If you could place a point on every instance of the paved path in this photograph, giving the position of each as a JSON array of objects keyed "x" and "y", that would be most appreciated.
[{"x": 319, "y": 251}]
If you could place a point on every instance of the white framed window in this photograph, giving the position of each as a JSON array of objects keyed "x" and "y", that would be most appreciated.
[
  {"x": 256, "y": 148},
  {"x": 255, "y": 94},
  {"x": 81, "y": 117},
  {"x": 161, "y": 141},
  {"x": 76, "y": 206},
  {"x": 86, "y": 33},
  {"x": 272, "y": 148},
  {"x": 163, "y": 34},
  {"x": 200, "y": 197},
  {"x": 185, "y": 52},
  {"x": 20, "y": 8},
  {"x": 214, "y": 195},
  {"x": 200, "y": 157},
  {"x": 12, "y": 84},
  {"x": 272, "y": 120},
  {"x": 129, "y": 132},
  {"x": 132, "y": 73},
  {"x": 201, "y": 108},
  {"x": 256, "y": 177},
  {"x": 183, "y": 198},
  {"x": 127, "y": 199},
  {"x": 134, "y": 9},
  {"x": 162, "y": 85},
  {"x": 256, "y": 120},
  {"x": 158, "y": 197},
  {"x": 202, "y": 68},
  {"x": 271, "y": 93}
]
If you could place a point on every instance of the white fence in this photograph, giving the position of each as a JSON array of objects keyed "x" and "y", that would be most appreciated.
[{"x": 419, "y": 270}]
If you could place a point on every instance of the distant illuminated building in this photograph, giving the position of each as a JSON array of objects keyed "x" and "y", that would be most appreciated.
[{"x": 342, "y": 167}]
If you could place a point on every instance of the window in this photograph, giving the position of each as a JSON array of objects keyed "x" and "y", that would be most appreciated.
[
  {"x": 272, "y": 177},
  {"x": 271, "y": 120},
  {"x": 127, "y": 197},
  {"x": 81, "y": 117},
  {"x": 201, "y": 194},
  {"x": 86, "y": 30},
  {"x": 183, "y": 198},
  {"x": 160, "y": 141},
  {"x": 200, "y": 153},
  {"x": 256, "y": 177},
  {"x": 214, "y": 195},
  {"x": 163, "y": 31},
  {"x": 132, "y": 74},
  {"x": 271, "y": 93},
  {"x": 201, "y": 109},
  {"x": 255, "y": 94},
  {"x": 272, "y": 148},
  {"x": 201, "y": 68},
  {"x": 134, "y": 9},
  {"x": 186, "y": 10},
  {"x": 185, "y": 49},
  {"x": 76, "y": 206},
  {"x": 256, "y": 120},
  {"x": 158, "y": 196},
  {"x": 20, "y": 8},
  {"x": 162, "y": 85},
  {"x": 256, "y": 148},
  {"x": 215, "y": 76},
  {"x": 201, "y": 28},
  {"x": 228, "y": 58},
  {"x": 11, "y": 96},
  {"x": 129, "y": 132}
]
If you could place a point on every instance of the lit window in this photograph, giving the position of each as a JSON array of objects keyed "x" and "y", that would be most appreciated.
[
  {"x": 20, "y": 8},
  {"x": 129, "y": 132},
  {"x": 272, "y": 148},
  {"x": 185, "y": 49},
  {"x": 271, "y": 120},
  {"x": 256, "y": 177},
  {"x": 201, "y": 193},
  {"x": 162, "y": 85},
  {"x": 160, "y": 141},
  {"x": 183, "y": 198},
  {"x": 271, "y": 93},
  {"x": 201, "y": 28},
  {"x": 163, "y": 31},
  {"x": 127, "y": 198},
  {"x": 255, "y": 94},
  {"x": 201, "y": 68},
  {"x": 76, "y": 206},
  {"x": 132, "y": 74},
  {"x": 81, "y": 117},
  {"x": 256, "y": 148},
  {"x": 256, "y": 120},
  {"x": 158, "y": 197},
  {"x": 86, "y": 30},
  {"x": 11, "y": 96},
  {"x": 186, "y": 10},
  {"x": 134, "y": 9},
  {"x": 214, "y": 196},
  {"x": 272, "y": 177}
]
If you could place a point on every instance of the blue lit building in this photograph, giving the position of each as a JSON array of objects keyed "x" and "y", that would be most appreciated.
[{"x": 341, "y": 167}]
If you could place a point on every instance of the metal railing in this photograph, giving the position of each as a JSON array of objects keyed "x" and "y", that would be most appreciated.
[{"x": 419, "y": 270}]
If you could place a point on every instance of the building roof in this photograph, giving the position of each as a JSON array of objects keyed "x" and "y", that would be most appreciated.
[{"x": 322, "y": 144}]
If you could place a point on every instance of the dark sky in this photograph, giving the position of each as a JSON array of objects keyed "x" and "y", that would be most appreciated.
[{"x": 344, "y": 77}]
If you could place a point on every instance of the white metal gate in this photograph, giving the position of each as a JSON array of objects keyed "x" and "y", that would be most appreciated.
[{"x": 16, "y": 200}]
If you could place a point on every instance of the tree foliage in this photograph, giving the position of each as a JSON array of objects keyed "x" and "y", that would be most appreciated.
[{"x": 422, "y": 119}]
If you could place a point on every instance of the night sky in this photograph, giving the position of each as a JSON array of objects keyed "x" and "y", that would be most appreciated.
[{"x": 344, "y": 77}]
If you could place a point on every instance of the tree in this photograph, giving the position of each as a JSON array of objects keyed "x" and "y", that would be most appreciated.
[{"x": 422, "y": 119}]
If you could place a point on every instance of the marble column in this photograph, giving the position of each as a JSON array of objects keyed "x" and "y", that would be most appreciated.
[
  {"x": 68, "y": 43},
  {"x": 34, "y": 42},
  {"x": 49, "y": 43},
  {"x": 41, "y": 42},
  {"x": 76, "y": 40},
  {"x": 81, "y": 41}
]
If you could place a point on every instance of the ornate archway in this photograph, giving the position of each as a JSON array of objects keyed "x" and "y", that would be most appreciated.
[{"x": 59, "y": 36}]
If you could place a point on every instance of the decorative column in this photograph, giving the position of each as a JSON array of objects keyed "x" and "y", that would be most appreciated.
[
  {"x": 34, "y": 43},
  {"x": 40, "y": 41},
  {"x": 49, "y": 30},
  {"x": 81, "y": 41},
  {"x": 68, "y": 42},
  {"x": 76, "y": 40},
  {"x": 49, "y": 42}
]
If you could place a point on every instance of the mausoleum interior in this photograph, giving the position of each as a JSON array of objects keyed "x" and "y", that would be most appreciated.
#####
_Task details_
Transcribe the listing shown above in full and without change.

_Written solution_
If you could place a point on every instance of the paved path in this photograph, giving the position of each as a JSON array of objects keyed "x" and "y", that would be most appreciated.
[{"x": 319, "y": 251}]
If you could place a point on every instance of the white framed window in this photograph, giving the position of each as a JSON array of objects keyed "x" and "y", that would be most appreciated.
[
  {"x": 256, "y": 148},
  {"x": 255, "y": 94},
  {"x": 81, "y": 117},
  {"x": 161, "y": 141},
  {"x": 76, "y": 206},
  {"x": 86, "y": 33},
  {"x": 272, "y": 148},
  {"x": 163, "y": 34},
  {"x": 200, "y": 197},
  {"x": 185, "y": 52},
  {"x": 20, "y": 8},
  {"x": 214, "y": 195},
  {"x": 200, "y": 157},
  {"x": 12, "y": 84},
  {"x": 272, "y": 120},
  {"x": 129, "y": 132},
  {"x": 132, "y": 73},
  {"x": 201, "y": 108},
  {"x": 256, "y": 177},
  {"x": 183, "y": 198},
  {"x": 127, "y": 199},
  {"x": 134, "y": 9},
  {"x": 162, "y": 85},
  {"x": 256, "y": 120},
  {"x": 158, "y": 197},
  {"x": 202, "y": 68},
  {"x": 271, "y": 93}
]
If you could place a point on every instance of the white fence in this photograph, giving the position of each as a JSON array of objects keyed "x" and "y", that would be most appreciated.
[{"x": 419, "y": 270}]
If you could place a point on every instance of the distant illuminated building in this photograph, giving the position of each as a JSON array of objects keyed "x" and "y", that would be most appreciated.
[{"x": 342, "y": 167}]
If you could place a point on every instance of the window in this photograph, giving the position of each as a JSON array of objects keyed "x" and "y", that would be most appreciated.
[
  {"x": 272, "y": 177},
  {"x": 271, "y": 120},
  {"x": 127, "y": 197},
  {"x": 81, "y": 117},
  {"x": 201, "y": 194},
  {"x": 86, "y": 30},
  {"x": 183, "y": 198},
  {"x": 160, "y": 141},
  {"x": 200, "y": 153},
  {"x": 256, "y": 177},
  {"x": 214, "y": 195},
  {"x": 163, "y": 31},
  {"x": 132, "y": 74},
  {"x": 271, "y": 93},
  {"x": 201, "y": 109},
  {"x": 255, "y": 94},
  {"x": 272, "y": 148},
  {"x": 201, "y": 68},
  {"x": 134, "y": 9},
  {"x": 186, "y": 10},
  {"x": 185, "y": 49},
  {"x": 76, "y": 206},
  {"x": 256, "y": 120},
  {"x": 158, "y": 196},
  {"x": 20, "y": 8},
  {"x": 162, "y": 85},
  {"x": 256, "y": 148},
  {"x": 215, "y": 76},
  {"x": 201, "y": 28},
  {"x": 228, "y": 58},
  {"x": 11, "y": 96},
  {"x": 129, "y": 132}
]
If you could place a point on every instance of the lit window in this photograph, giving the position of each as a JSON array of objects keyed "x" and "y", that would be most appreciated.
[
  {"x": 20, "y": 8},
  {"x": 129, "y": 132},
  {"x": 272, "y": 148},
  {"x": 185, "y": 49},
  {"x": 271, "y": 120},
  {"x": 256, "y": 177},
  {"x": 201, "y": 193},
  {"x": 162, "y": 85},
  {"x": 160, "y": 141},
  {"x": 183, "y": 198},
  {"x": 271, "y": 93},
  {"x": 201, "y": 28},
  {"x": 163, "y": 31},
  {"x": 127, "y": 198},
  {"x": 255, "y": 94},
  {"x": 201, "y": 68},
  {"x": 76, "y": 206},
  {"x": 132, "y": 74},
  {"x": 81, "y": 117},
  {"x": 256, "y": 148},
  {"x": 256, "y": 120},
  {"x": 158, "y": 197},
  {"x": 86, "y": 30},
  {"x": 11, "y": 96},
  {"x": 186, "y": 10},
  {"x": 134, "y": 9},
  {"x": 214, "y": 196},
  {"x": 272, "y": 177}
]
If you could place a point on every instance of the blue lit building in this photograph, giving the position of each as a JSON array of objects keyed "x" and "y", that would be most appreciated.
[{"x": 341, "y": 167}]
If you could place a point on every instance of the metal railing in this photograph, giving the position of each as a JSON array of objects keyed "x" and "y", that would be most appreciated.
[{"x": 419, "y": 270}]
If you could place a point on every instance of the building roof in this photograph, giving the position of each as a JSON array of objects keyed "x" and "y", that would be most appreciated.
[{"x": 322, "y": 144}]
If you could place a point on every instance of the dark sky in this photograph, giving the position of each as a JSON array of objects keyed "x" and "y", that would be most appreciated.
[{"x": 344, "y": 77}]
If you could place a point on every instance of the white metal gate in this photograph, giving the position of each as a JSON array of objects keyed "x" and "y", that would be most appreciated.
[{"x": 16, "y": 200}]
If you could place a point on every instance of the tree foliage in this photograph, giving the position of each as a JSON array of objects keyed "x" and "y", that would be most appreciated.
[{"x": 422, "y": 119}]
If you could place a point on every instance of the night sky in this photograph, giving the position of each as a JSON array of objects keyed "x" and "y", that would be most appreciated.
[{"x": 344, "y": 77}]
If you could place a point on every instance of the tree in this photograph, giving the position of each as a JSON array of objects keyed "x" and "y", that would be most appreciated.
[{"x": 422, "y": 119}]
If you could place a point on every instance of the marble column in this photograph, giving the position of each as a JSON array of objects keyed "x" and "y", that would be most appreciated.
[
  {"x": 68, "y": 43},
  {"x": 34, "y": 42},
  {"x": 49, "y": 43},
  {"x": 41, "y": 42},
  {"x": 76, "y": 40},
  {"x": 81, "y": 41}
]
If you could place a point on every instance of the ornate archway in this photograph, giving the position of each as a JSON array of objects keyed "x" and "y", that would be most appreciated.
[{"x": 59, "y": 36}]
If you could place a point on every instance of the decorative column in this photograph, giving the position of each as a JSON array of objects keyed "x" and "y", that would be most appreciated.
[
  {"x": 34, "y": 43},
  {"x": 40, "y": 41},
  {"x": 49, "y": 30},
  {"x": 81, "y": 41},
  {"x": 68, "y": 42},
  {"x": 76, "y": 40},
  {"x": 49, "y": 42}
]
If you could place a point on every instance of the mausoleum interior in this photograph, giving the position of each as a JSON array of objects keyed "x" and "y", that would be most appreciated.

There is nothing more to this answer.